INPUT:
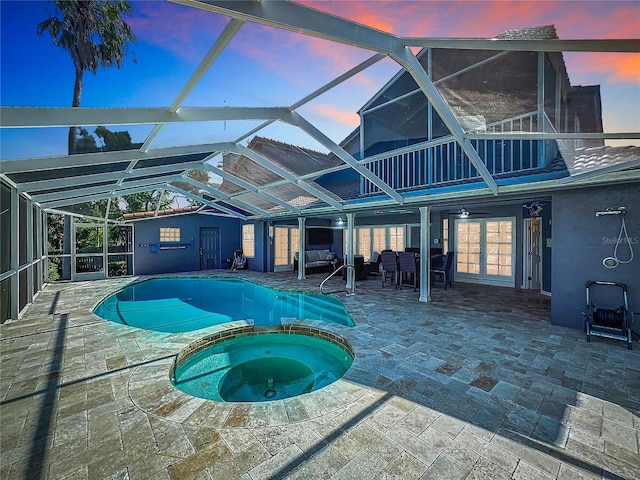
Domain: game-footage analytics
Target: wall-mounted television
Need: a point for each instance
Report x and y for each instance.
(319, 236)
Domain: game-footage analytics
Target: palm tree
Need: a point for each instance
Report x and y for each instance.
(94, 34)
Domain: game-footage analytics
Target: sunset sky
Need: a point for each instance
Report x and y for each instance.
(267, 67)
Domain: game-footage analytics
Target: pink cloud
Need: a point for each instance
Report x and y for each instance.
(348, 118)
(186, 32)
(486, 19)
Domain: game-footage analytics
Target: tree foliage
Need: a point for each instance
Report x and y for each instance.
(93, 33)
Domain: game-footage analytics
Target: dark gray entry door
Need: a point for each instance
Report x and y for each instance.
(209, 248)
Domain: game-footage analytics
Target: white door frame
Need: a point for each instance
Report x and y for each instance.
(526, 256)
(483, 277)
(290, 250)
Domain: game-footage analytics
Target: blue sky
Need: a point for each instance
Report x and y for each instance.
(267, 67)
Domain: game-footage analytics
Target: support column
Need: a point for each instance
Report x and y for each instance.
(301, 260)
(541, 120)
(14, 256)
(425, 255)
(30, 259)
(349, 260)
(39, 249)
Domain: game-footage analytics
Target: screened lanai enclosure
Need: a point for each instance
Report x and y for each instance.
(294, 116)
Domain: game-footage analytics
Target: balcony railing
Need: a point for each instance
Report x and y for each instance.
(443, 161)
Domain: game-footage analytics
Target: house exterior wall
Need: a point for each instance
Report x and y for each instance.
(182, 260)
(581, 241)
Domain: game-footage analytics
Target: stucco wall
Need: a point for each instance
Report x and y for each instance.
(580, 241)
(184, 260)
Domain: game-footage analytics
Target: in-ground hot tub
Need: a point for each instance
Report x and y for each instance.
(248, 365)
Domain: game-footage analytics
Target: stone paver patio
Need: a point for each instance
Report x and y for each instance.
(474, 385)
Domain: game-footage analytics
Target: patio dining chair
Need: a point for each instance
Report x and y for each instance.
(442, 276)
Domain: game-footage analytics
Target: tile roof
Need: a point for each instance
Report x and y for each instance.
(588, 160)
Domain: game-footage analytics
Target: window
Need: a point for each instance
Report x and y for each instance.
(364, 245)
(396, 238)
(169, 234)
(248, 240)
(445, 235)
(379, 239)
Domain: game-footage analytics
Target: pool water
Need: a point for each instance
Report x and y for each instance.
(260, 368)
(186, 304)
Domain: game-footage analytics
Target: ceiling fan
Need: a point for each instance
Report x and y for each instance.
(465, 213)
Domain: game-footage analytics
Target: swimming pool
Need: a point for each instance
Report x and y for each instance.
(184, 304)
(261, 366)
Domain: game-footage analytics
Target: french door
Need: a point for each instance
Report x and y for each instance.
(485, 251)
(210, 255)
(286, 242)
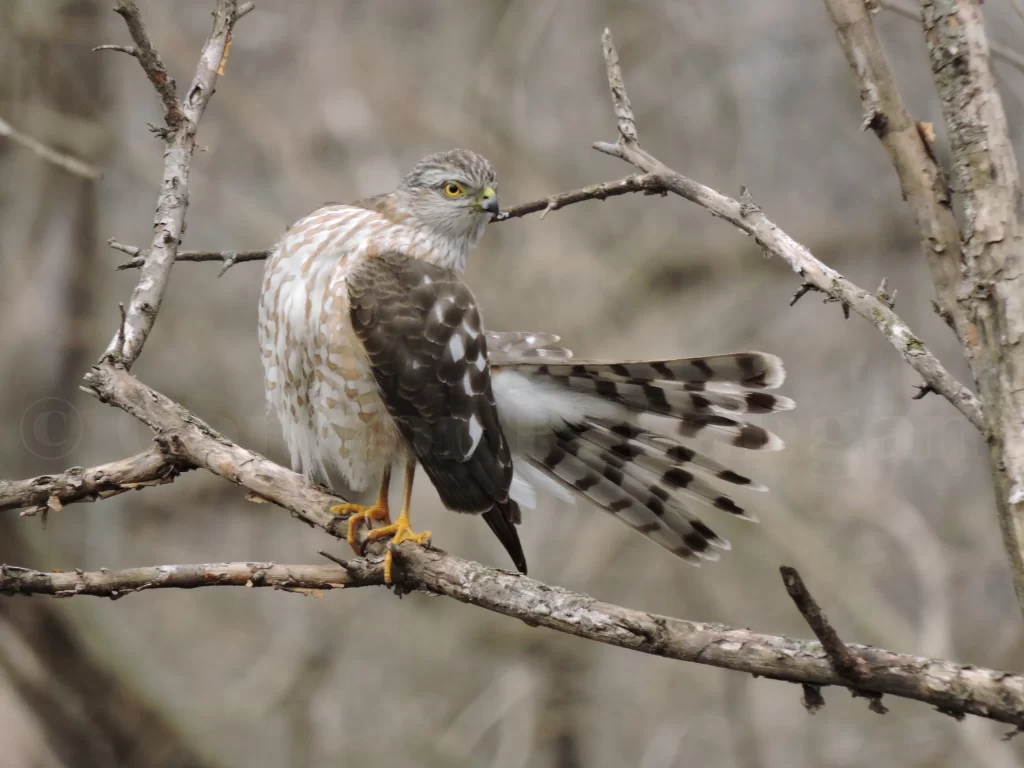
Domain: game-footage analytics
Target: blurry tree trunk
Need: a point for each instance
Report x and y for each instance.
(54, 89)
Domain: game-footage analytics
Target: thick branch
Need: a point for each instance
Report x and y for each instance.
(922, 181)
(115, 584)
(992, 300)
(844, 660)
(951, 687)
(644, 183)
(152, 64)
(747, 216)
(54, 492)
(182, 120)
(189, 441)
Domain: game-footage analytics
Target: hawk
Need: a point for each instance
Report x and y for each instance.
(376, 355)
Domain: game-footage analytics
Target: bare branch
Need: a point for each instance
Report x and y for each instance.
(953, 688)
(67, 162)
(182, 120)
(131, 51)
(76, 484)
(844, 660)
(621, 102)
(752, 220)
(989, 187)
(647, 183)
(922, 181)
(999, 51)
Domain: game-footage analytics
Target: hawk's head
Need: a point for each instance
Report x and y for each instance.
(452, 193)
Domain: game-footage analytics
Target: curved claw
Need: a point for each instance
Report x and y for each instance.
(357, 514)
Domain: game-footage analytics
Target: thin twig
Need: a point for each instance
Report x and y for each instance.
(752, 220)
(130, 50)
(67, 162)
(182, 119)
(844, 660)
(923, 182)
(646, 183)
(988, 300)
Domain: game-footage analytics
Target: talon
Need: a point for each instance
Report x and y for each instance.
(357, 514)
(400, 531)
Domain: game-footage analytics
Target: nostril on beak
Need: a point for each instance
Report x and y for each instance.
(488, 201)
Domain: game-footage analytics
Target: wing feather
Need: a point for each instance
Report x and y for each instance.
(421, 330)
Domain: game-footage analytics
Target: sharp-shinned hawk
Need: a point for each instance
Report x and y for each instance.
(375, 354)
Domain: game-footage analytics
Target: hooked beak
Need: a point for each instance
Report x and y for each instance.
(487, 201)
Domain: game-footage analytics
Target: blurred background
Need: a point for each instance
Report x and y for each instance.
(884, 504)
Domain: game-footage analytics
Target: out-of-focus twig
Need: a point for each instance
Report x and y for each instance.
(999, 51)
(989, 301)
(54, 492)
(70, 164)
(749, 217)
(921, 178)
(116, 584)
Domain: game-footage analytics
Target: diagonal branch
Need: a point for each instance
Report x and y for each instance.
(54, 492)
(922, 180)
(991, 300)
(182, 120)
(747, 216)
(70, 164)
(953, 688)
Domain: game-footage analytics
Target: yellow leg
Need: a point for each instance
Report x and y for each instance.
(378, 511)
(401, 530)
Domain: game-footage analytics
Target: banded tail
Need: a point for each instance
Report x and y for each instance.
(613, 432)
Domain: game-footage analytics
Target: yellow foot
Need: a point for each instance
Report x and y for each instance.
(401, 531)
(358, 514)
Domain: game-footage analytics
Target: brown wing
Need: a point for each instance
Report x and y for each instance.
(421, 330)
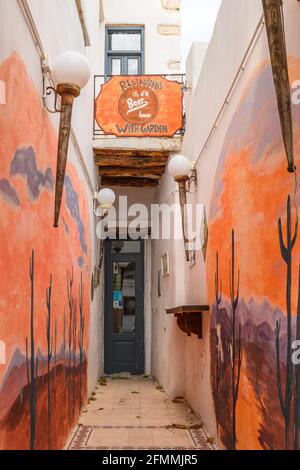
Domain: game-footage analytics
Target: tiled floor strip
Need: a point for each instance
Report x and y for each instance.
(134, 414)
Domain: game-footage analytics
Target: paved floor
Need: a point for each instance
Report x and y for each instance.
(134, 413)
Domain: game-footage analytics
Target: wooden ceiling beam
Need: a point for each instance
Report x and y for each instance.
(132, 172)
(131, 153)
(129, 182)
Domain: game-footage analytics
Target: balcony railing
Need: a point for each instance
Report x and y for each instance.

EXERCISE OBJECTIVE:
Could you please find every line of the listing above holding the string "ceiling" and copy it?

EXERCISE OUTPUT:
Target: ceiling fan
Target: wooden ceiling beam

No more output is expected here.